> Your objective
In the entries that follow, the line with "fire pit bowl." opens the range and the line with "the blue hammock." closes it; repeat that range exactly, both lines included.

Data to process Block Start

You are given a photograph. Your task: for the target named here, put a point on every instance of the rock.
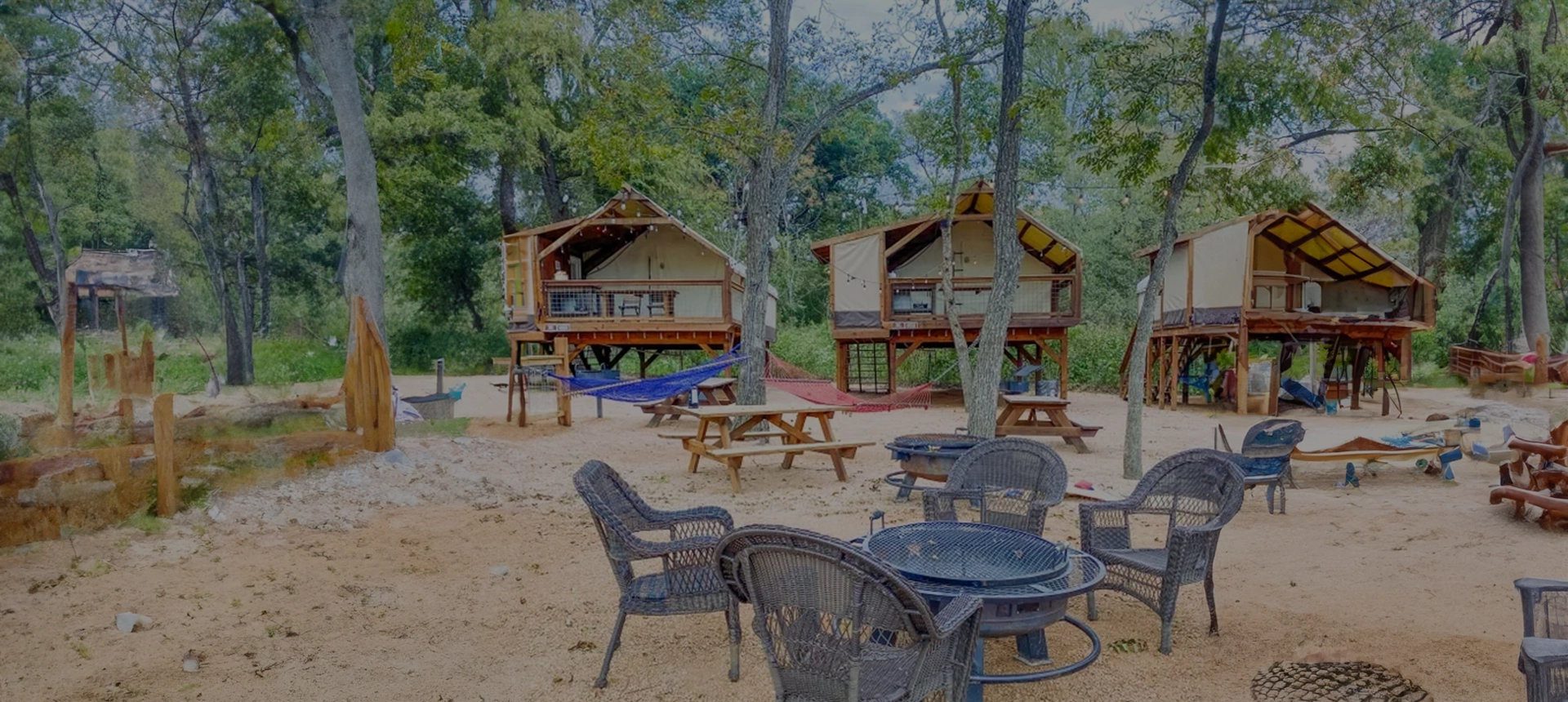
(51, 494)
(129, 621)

Data to process Block End
Data to process Block Start

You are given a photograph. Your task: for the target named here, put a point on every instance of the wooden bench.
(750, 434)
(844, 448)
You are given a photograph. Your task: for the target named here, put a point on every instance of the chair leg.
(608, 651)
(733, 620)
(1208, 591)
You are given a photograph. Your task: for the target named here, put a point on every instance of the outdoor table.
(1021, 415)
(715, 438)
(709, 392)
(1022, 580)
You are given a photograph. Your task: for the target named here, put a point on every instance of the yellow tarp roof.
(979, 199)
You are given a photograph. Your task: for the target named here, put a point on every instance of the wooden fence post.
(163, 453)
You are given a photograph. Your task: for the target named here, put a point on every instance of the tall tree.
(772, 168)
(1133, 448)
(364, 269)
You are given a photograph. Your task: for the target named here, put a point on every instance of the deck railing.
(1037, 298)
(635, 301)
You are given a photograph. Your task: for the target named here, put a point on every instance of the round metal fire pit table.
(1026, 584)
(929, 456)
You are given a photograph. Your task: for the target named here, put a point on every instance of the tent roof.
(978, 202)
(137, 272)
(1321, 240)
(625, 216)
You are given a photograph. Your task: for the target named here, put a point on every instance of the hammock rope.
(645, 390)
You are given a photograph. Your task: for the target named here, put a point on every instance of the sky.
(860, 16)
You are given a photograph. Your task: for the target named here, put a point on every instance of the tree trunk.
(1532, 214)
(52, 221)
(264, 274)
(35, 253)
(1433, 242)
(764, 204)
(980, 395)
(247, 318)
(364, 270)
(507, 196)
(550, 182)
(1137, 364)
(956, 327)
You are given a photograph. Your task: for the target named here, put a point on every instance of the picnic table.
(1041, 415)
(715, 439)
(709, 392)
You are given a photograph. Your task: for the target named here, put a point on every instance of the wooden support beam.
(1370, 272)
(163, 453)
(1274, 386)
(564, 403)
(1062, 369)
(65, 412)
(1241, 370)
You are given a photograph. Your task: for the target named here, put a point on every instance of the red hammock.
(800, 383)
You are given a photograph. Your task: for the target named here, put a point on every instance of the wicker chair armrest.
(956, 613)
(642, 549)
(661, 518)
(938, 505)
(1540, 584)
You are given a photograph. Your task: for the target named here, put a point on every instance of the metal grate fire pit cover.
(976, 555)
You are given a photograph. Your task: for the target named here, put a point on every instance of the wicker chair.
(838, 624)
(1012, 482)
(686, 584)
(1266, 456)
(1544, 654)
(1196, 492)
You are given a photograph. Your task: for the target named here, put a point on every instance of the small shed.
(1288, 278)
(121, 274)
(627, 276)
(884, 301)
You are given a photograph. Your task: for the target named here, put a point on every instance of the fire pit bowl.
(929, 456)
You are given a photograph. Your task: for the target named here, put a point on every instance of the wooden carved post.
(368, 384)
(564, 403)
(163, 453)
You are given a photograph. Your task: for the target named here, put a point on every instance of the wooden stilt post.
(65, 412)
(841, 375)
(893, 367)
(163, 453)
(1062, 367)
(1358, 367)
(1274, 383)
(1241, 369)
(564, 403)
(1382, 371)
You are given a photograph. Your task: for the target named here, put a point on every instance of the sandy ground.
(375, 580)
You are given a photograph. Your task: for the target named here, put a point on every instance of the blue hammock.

Data to process Block End
Data to process Block Start

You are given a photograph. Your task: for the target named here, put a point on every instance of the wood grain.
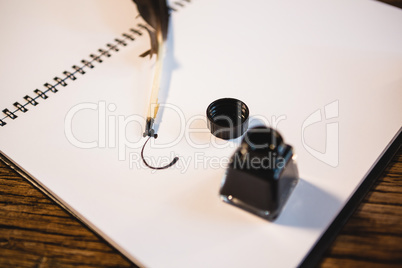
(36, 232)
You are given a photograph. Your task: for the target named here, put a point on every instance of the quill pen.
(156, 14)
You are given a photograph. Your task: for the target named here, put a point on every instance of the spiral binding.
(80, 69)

Data to process Block End

> Exercise answer
You are given a photograph. Your task: for the target named here, put a point on every instance of the fire pit bowl.
(929, 456)
You are given a photograph. Your task: for the target named here, put a point on every instance of the wooden carved post.
(368, 384)
(564, 403)
(163, 453)
You are given a photograph. Your task: for the target named here, put a point on every instance of the wooden stilt post.
(65, 412)
(841, 375)
(893, 367)
(163, 453)
(1062, 367)
(1358, 367)
(1274, 383)
(1241, 369)
(564, 403)
(1382, 371)
You are given a photograph. Your task: for the target named here, put a point on every instance of the sandy ground.
(375, 580)
You are given a photograph. Your task: for the target named here, put a point on every instance of the blue hammock.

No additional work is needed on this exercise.